## Task goal
Reproduce the material below line for line, without changing anything, and leave out the pictures.

## Provided information
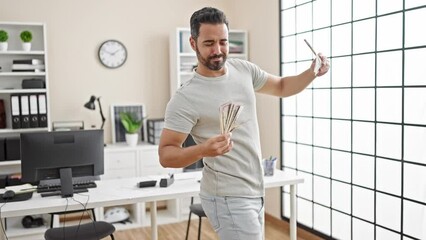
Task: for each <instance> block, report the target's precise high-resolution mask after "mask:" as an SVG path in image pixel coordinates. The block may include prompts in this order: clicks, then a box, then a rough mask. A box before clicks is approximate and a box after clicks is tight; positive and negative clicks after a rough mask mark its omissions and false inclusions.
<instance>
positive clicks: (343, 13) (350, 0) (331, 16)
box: [331, 0, 352, 25]
mask: <svg viewBox="0 0 426 240" xmlns="http://www.w3.org/2000/svg"><path fill="white" fill-rule="evenodd" d="M351 5H352V4H351V0H339V1H332V2H331V6H332V14H331V17H332V22H333V25H336V24H339V23H346V22H349V21H351V11H352V10H351Z"/></svg>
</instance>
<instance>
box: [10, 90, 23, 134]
mask: <svg viewBox="0 0 426 240" xmlns="http://www.w3.org/2000/svg"><path fill="white" fill-rule="evenodd" d="M10 108H11V113H12V114H11V115H12V128H13V129H16V128H21V107H20V103H19V96H18V95H11V96H10Z"/></svg>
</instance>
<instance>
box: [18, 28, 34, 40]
mask: <svg viewBox="0 0 426 240" xmlns="http://www.w3.org/2000/svg"><path fill="white" fill-rule="evenodd" d="M20 36H21V40H22V41H23V42H31V40H33V34H32V33H31V32H30V31H28V30H25V31H22V32H21V35H20Z"/></svg>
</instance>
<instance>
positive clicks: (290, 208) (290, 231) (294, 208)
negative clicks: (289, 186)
mask: <svg viewBox="0 0 426 240" xmlns="http://www.w3.org/2000/svg"><path fill="white" fill-rule="evenodd" d="M296 219H297V206H296V184H291V185H290V240H297V222H296Z"/></svg>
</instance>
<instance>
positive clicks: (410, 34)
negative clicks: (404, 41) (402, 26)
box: [405, 8, 426, 47]
mask: <svg viewBox="0 0 426 240" xmlns="http://www.w3.org/2000/svg"><path fill="white" fill-rule="evenodd" d="M424 22H426V8H421V9H417V10H412V11H408V12H406V14H405V47H415V46H421V45H425V44H426V33H425V31H419V29H418V28H416V27H415V26H416V24H418V23H424Z"/></svg>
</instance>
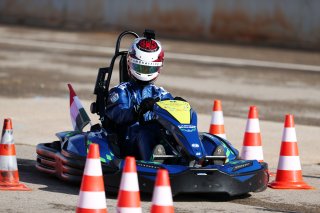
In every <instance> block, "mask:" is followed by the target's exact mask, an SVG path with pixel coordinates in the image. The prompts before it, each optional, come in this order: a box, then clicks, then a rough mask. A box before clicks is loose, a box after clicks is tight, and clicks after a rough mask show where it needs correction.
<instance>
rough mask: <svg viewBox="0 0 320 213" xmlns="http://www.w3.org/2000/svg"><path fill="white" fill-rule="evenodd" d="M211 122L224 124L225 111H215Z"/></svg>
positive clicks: (212, 117)
mask: <svg viewBox="0 0 320 213" xmlns="http://www.w3.org/2000/svg"><path fill="white" fill-rule="evenodd" d="M211 124H215V125H224V119H223V112H222V111H213V112H212V116H211Z"/></svg>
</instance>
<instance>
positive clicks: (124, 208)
mask: <svg viewBox="0 0 320 213" xmlns="http://www.w3.org/2000/svg"><path fill="white" fill-rule="evenodd" d="M117 212H121V213H141V212H142V210H141V207H138V208H133V207H130V208H126V207H117Z"/></svg>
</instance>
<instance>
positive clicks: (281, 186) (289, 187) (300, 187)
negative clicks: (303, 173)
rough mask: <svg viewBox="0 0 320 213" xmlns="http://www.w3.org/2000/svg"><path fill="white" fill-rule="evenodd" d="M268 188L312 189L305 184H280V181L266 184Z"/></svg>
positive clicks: (291, 182) (281, 183) (291, 183)
mask: <svg viewBox="0 0 320 213" xmlns="http://www.w3.org/2000/svg"><path fill="white" fill-rule="evenodd" d="M268 186H269V187H270V188H273V189H314V188H313V187H312V186H309V185H308V184H306V183H305V182H303V181H301V182H282V181H273V182H271V183H269V184H268Z"/></svg>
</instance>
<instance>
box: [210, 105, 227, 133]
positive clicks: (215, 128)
mask: <svg viewBox="0 0 320 213" xmlns="http://www.w3.org/2000/svg"><path fill="white" fill-rule="evenodd" d="M209 133H210V134H213V135H217V136H220V137H221V138H224V139H227V137H226V133H225V131H224V119H223V112H222V105H221V101H220V100H214V102H213V108H212V115H211V124H210V129H209Z"/></svg>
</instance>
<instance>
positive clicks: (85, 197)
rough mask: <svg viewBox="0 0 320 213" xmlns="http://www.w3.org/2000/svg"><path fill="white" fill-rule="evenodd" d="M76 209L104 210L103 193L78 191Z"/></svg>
mask: <svg viewBox="0 0 320 213" xmlns="http://www.w3.org/2000/svg"><path fill="white" fill-rule="evenodd" d="M77 207H79V208H85V209H106V208H107V203H106V199H105V192H104V191H102V192H86V191H80V194H79V200H78V205H77Z"/></svg>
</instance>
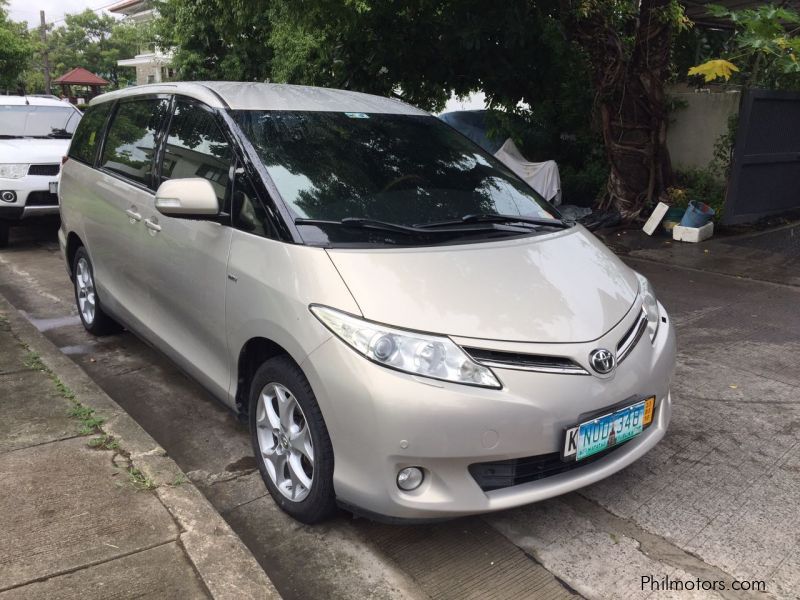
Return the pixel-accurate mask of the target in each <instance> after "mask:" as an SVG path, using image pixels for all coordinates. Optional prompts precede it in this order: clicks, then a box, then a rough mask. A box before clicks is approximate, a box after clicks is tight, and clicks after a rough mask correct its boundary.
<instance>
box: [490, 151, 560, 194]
mask: <svg viewBox="0 0 800 600" xmlns="http://www.w3.org/2000/svg"><path fill="white" fill-rule="evenodd" d="M494 155H495V157H496V158H497V159H499V160H500V162H502V163H503V164H505V165H506V166H507V167H508V168H509V169H511V170H512V171H514V173H516V174H517V175H519V176H520V177H522V178H523V179H524V180H525V181H527V182H528V185H530V186H531V187H532V188H533V189H535V190H536V191H537V192H539V193H540V194H541V195H542V196H544V199H545V200H547V201H549V202H550V203H551V204H552V205H553V206H558V205H559V204H561V175H559V173H558V165H557V164H556V161H554V160H546V161H544V162H542V163H532V162H529V161H528V160H526V159H525V157H524V156H522V152H520V151H519V148H517V145H516V144H515V143H514V141H513V140H512V139H511V138H508V139H507V140H506V141H505V143H504V144H503V145H502V146H501V147H500V150H498V151H497V152H495V154H494Z"/></svg>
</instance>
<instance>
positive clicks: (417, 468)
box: [397, 467, 425, 492]
mask: <svg viewBox="0 0 800 600" xmlns="http://www.w3.org/2000/svg"><path fill="white" fill-rule="evenodd" d="M424 478H425V475H424V473H423V472H422V469H420V468H419V467H406V468H405V469H401V470H400V472H399V473H398V474H397V487H399V488H400V489H401V490H404V491H406V492H410V491H411V490H415V489H417V488H418V487H419V486H420V485H422V480H423V479H424Z"/></svg>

## Written solution
Task: for each <instance> block, report the target's precise high-resolution mask after "mask:" as an SVG path in image pixel coordinates. The block may include prompts in this order: clicks, then a box, then a rough mask. A box before clicks is approximate and a box after clicks is tight; positive and negative clicks after a rough mask mark its omissions and false inclusions.
<instance>
positive clicks: (343, 13) (350, 0) (331, 16)
box: [331, 0, 352, 25]
mask: <svg viewBox="0 0 426 240" xmlns="http://www.w3.org/2000/svg"><path fill="white" fill-rule="evenodd" d="M351 5H352V4H351V0H339V1H332V2H331V6H332V14H331V17H332V22H333V25H336V24H339V23H346V22H349V21H351V11H352V10H351Z"/></svg>
</instance>
<instance>
box: [10, 90, 23, 134]
mask: <svg viewBox="0 0 426 240" xmlns="http://www.w3.org/2000/svg"><path fill="white" fill-rule="evenodd" d="M10 108H11V113H12V114H11V115H12V128H13V129H16V128H21V107H20V103H19V96H18V95H11V96H10Z"/></svg>
</instance>
<instance>
box: [18, 28, 34, 40]
mask: <svg viewBox="0 0 426 240" xmlns="http://www.w3.org/2000/svg"><path fill="white" fill-rule="evenodd" d="M20 36H21V40H22V41H23V42H31V40H33V34H32V33H31V32H30V31H28V30H25V31H22V32H21V35H20Z"/></svg>
</instance>
<instance>
positive clicks: (290, 208) (290, 231) (294, 208)
negative clicks: (289, 186)
mask: <svg viewBox="0 0 426 240" xmlns="http://www.w3.org/2000/svg"><path fill="white" fill-rule="evenodd" d="M296 219H297V206H296V184H291V185H290V240H297V222H296Z"/></svg>
</instance>
<instance>
positive clicks: (410, 34)
negative clicks: (404, 41) (402, 26)
box: [405, 8, 426, 47]
mask: <svg viewBox="0 0 426 240" xmlns="http://www.w3.org/2000/svg"><path fill="white" fill-rule="evenodd" d="M424 22H426V8H421V9H417V10H412V11H408V12H406V14H405V47H415V46H421V45H425V44H426V33H425V31H419V29H418V28H416V27H415V26H416V24H418V23H424Z"/></svg>
</instance>
In every <instance> block, "mask:" is followed by the target's exact mask, an SVG path with pixel coordinates in the image. The prompts before it, each optional, come in this order: a box, then clicks, then a rough mask. A box before clicks is loose, a box after clicks is tight, and clicks after a rough mask show where it needs correction.
<instance>
rough mask: <svg viewBox="0 0 320 213" xmlns="http://www.w3.org/2000/svg"><path fill="white" fill-rule="evenodd" d="M211 122L224 124L225 111H215Z"/></svg>
positive clicks: (212, 117)
mask: <svg viewBox="0 0 320 213" xmlns="http://www.w3.org/2000/svg"><path fill="white" fill-rule="evenodd" d="M211 124H215V125H224V119H223V112H222V111H213V112H212V116H211Z"/></svg>
</instance>
<instance>
positive clicks: (124, 208)
mask: <svg viewBox="0 0 320 213" xmlns="http://www.w3.org/2000/svg"><path fill="white" fill-rule="evenodd" d="M117 212H121V213H141V212H142V210H141V207H138V208H133V207H130V208H126V207H117Z"/></svg>
</instance>
<instance>
positive clicks: (281, 186) (289, 187) (300, 187)
negative clicks: (303, 173)
rough mask: <svg viewBox="0 0 320 213" xmlns="http://www.w3.org/2000/svg"><path fill="white" fill-rule="evenodd" d="M268 188L312 189L305 184H280V181L266 184Z"/></svg>
positive clicks: (291, 182) (281, 183) (291, 183)
mask: <svg viewBox="0 0 320 213" xmlns="http://www.w3.org/2000/svg"><path fill="white" fill-rule="evenodd" d="M268 186H269V187H270V188H273V189H314V188H313V187H312V186H309V185H308V184H306V183H305V182H303V181H301V182H282V181H273V182H271V183H269V184H268Z"/></svg>
</instance>
<instance>
box: [210, 105, 227, 133]
positive clicks: (215, 128)
mask: <svg viewBox="0 0 320 213" xmlns="http://www.w3.org/2000/svg"><path fill="white" fill-rule="evenodd" d="M209 133H210V134H213V135H217V136H220V137H221V138H224V139H227V137H226V133H225V131H224V119H223V112H222V105H221V101H220V100H214V102H213V108H212V115H211V124H210V129H209Z"/></svg>
</instance>
<instance>
positive clicks: (85, 197)
rough mask: <svg viewBox="0 0 320 213" xmlns="http://www.w3.org/2000/svg"><path fill="white" fill-rule="evenodd" d="M76 209L104 210L103 193L78 191Z"/></svg>
mask: <svg viewBox="0 0 320 213" xmlns="http://www.w3.org/2000/svg"><path fill="white" fill-rule="evenodd" d="M77 207H79V208H85V209H106V208H107V203H106V199H105V192H104V191H102V192H86V191H80V194H79V200H78V205H77Z"/></svg>
</instance>
Return the pixel-accurate mask of the target in each <instance> after "mask:" as an SVG path, using image pixels for all coordinates. Optional prompts precede it in this order: clicks, then a box, then a rough mask. A box before clicks is approximate, a box after clicks is tight, and clicks after a rough mask correct its boundary.
<instance>
box: [490, 151, 560, 194]
mask: <svg viewBox="0 0 800 600" xmlns="http://www.w3.org/2000/svg"><path fill="white" fill-rule="evenodd" d="M494 155H495V157H496V158H497V159H499V160H500V162H502V163H503V164H505V165H506V166H507V167H508V168H509V169H511V170H512V171H514V173H516V174H517V175H519V176H520V177H522V178H523V179H524V180H525V181H527V182H528V185H530V186H531V187H532V188H533V189H535V190H536V191H537V192H539V193H540V194H541V195H542V196H544V199H545V200H547V201H549V202H550V203H551V204H552V205H553V206H558V205H559V204H561V175H559V173H558V165H557V164H556V161H554V160H546V161H544V162H542V163H532V162H529V161H528V160H526V159H525V157H524V156H522V152H520V151H519V148H517V145H516V144H515V143H514V141H513V140H512V139H511V138H508V139H507V140H506V141H505V143H504V144H503V145H502V146H501V147H500V150H498V151H497V152H495V154H494Z"/></svg>
</instance>
<instance>
positive clicks: (417, 468)
box: [397, 467, 425, 492]
mask: <svg viewBox="0 0 800 600" xmlns="http://www.w3.org/2000/svg"><path fill="white" fill-rule="evenodd" d="M424 478H425V475H424V473H423V472H422V469H420V468H419V467H406V468H405V469H401V470H400V472H399V473H398V474H397V487H399V488H400V489H401V490H404V491H406V492H410V491H411V490H415V489H417V488H418V487H419V486H420V485H422V480H423V479H424Z"/></svg>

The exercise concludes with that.